Assignment.
Going through the entries below, find how many lines hold "task", then give that number alone.

Material supplied.
- Opening Delimiter -

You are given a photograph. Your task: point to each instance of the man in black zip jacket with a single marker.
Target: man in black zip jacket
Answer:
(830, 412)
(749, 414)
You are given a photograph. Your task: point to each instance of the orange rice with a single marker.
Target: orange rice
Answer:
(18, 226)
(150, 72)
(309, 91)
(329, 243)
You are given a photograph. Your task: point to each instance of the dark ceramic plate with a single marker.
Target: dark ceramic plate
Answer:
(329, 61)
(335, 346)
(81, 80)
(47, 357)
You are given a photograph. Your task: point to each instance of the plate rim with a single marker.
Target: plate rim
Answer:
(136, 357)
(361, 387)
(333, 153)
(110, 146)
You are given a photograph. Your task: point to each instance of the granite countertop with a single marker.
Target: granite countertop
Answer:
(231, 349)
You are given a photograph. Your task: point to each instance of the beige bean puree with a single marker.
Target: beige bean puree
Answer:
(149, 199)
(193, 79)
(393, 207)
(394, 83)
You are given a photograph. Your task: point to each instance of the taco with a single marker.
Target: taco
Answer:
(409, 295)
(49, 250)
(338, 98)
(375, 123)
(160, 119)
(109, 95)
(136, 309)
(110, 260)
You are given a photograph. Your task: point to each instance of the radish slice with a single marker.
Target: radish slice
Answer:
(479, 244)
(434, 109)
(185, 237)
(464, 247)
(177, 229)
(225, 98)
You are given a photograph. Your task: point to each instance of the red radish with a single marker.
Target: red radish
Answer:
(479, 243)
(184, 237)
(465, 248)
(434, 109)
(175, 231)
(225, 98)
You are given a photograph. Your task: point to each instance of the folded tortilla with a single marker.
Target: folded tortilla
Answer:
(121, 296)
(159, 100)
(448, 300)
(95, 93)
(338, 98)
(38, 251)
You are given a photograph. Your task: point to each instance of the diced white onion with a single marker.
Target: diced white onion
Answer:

- Closing Delimiter -

Response box.
11